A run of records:

--- Start ---

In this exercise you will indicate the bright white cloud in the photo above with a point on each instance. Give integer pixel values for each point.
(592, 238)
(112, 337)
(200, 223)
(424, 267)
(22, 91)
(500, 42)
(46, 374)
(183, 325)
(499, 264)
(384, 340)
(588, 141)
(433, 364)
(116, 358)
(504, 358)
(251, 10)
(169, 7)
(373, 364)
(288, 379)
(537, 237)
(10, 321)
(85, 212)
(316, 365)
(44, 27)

--- End ---

• _Your objective_
Reproduce all the data above line by line, including the request text, and add 32 to each number in the point coordinates.

• _Reply to the task_
In this exercise you will indicate the bright white cloud in the photo above with a point on each instance. Give integer pixel values for each point.
(624, 270)
(144, 369)
(232, 255)
(456, 299)
(54, 123)
(532, 74)
(78, 406)
(215, 357)
(531, 296)
(416, 372)
(620, 173)
(465, 396)
(148, 390)
(536, 390)
(283, 42)
(201, 39)
(405, 396)
(320, 411)
(569, 269)
(42, 353)
(117, 244)
(348, 397)
(76, 59)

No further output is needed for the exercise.